**Given task A**
Repeat the HTML attributes text from "For web scraping" to "within an element.", swapping "web scraping" for "data extraction".
**Given task B**
Write the next part of the text on HTML attributes, picking up after its final line.

HTML tags can possess "attributes," which are defined within the opening tag itself. 

Examine the following examples:

- `<span class="short-desc">`: Here, the `<span>` tag has a `class` attribute with the value "short-desc".
- `<div> Zapas Marca Joma X54 </div>`: This tag doesn't contain any attributes.
- `<div class="price-item" id="offer"> Zapas Marca Joma X54 </div>`: The `div` tag here has two attributes - `class` with the value "price-item" and `id` with the value "offer".
- `<div class="text-monospace" id="name_132" href="www.example.com"> Page Content </div>`: This `div` tag encompasses the following attributes:
    + **class**: With the value "text-monospace". Remember, the class isn't unique across the page.
    + **id**: With the value "name_132". IDs are meant to be unique identifiers for tags on the page.
    + **href**: With the value "www.example.com". The href commonly represents a link to another section of the page or to an external website.

**Key Notes**:
- The `id` attribute should be unique for a tag; no two tags should share the same `id`.
- The `class` attribute isn't meant to be unique. Instead, it often groups tags exhibiting similar behavior or styles.

For web scraping purposes, **understanding the semantics** behind terms like `<span>`, `class`, or `short-desc` **isn't crucial**. The key takeaway is recognizing that tags can possess attributes and understanding their structural representation. When extracting content, our goal is to pinpoint the right tags within a webpage's HTML.

**Other commonly used attributes in HTML**

Several attributes in HTML provide additional information or modify elements. Some of these frequently used attributes include:

 * **`dir`**: Determines the text direction within an element, allowing for either forward or backward writing.
 * **`lang`**: Designates the language of the content within an element.
 * **`style`**: Applies inline styling to an element (Note: This shouldn't be mixed up with the `<style>` tag).
 * **`title`**: Offers supplementary details about an element, often displayed as a tooltip (Important: This is distinct from the `<title>` tag).

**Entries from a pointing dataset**
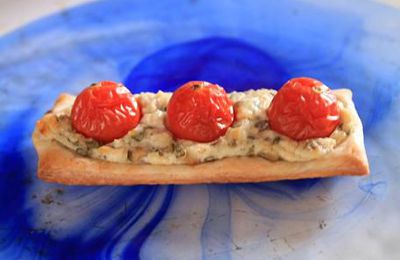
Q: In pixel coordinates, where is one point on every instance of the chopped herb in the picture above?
(269, 157)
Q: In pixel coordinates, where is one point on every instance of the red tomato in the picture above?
(105, 111)
(199, 111)
(304, 108)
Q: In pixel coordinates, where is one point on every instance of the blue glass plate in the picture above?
(153, 45)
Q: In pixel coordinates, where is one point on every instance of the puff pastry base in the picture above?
(61, 165)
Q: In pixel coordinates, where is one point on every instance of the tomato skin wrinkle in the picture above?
(105, 111)
(304, 108)
(199, 111)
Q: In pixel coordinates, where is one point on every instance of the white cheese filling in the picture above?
(151, 143)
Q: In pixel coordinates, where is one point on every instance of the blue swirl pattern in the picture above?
(148, 48)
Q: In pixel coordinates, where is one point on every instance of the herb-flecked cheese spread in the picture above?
(250, 135)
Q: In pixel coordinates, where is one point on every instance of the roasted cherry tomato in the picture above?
(304, 108)
(199, 111)
(105, 111)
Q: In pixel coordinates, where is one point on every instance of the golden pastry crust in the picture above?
(62, 165)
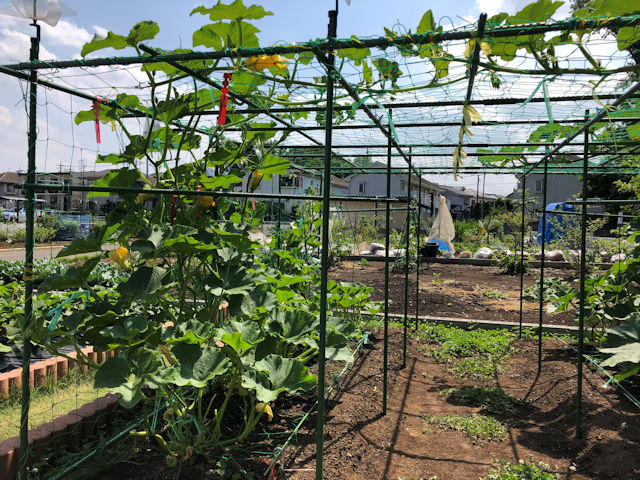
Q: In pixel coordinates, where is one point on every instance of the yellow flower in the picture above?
(119, 256)
(262, 407)
(143, 197)
(263, 62)
(207, 201)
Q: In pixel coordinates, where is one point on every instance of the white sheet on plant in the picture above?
(443, 228)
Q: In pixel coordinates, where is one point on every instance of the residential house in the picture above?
(10, 196)
(297, 181)
(560, 188)
(461, 200)
(375, 185)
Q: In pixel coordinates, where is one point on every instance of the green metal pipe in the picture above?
(603, 215)
(385, 369)
(406, 267)
(598, 202)
(190, 193)
(337, 44)
(542, 261)
(602, 114)
(418, 234)
(355, 210)
(524, 194)
(583, 278)
(28, 261)
(324, 258)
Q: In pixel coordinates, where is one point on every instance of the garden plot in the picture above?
(460, 291)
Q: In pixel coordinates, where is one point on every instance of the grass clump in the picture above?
(478, 428)
(491, 399)
(48, 401)
(520, 471)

**Task result A**
For data extraction purposes, **understanding the semantics** behind terms like `<span>`, `class`, or `short-desc` **isn't crucial**. The key takeaway is recognizing that tags can possess attributes and understanding their structural representation. When extracting content, our goal is to pinpoint the right tags within a webpage's HTML.

**Other commonly used attributes in HTML**

Several attributes in HTML provide additional information or modify elements. Some of these frequently used attributes include:

 * **`dir`**: Determines the text direction within an element, allowing for either forward or backward writing.
 * **`lang`**: Designates the language of the content within an element.

**Task result B**
...and many more.




### Fact 3: Tags Can Be Nested

Imagine the following segment of HTML code:

`Hello <strong><em>Ironhack</em> students</strong>`

Here, the phrase **Ironhack students** would be displayed in bold since it resides between the `<strong>` and `</strong>` tags. Additionally, the word ***Ironhack*** would be italicized due to the `<em>` tag, which signifies italic formatting. However, the word "Hello" remains unaffected by any formatting, as it lies outside both the `<strong>` and `<em>` tags. This results in the display:

Hello ***Ironhack* students**

This example illustrates a key principle: **tags influence the text from their opening to their closing points,** even if they are nested within other tags.

### Selecting Specific Elements in Web Scraping

When diving into web scraping, it's essential to target specific elements efficiently. To hone in on the precise content you need, consider filtering tags based on:
 
 * **Tag Name**: The main type of the element (e.g., `<div>`, `<a>`, `<p>`).
 * **Class**: A descriptor that groups multiple elements with similar characteristics.
 * **ID**: A unique identifier assigned to a particular element.
 * **Other Attributes**: Additional properties like `href`, `title`, or `lang` that can further specify the elements of interest.


## Web Scraping with Python

In this lesson, we'll use the `requests` library to fetch web pages and `BeautifulSoup` from the `bs4` package to parse these pages and extract information.

Ensure you've installed the required packages:

In [None]:
#!pip install requests beautifulsoup4

### Requests: Fetching a Web Page


First, we use the `requests` library to fetch the content of a webpage.

In [37]:
import requests

url = "https://www.decathlon.com/collections/mountain-bikes"
response = requests.get(url)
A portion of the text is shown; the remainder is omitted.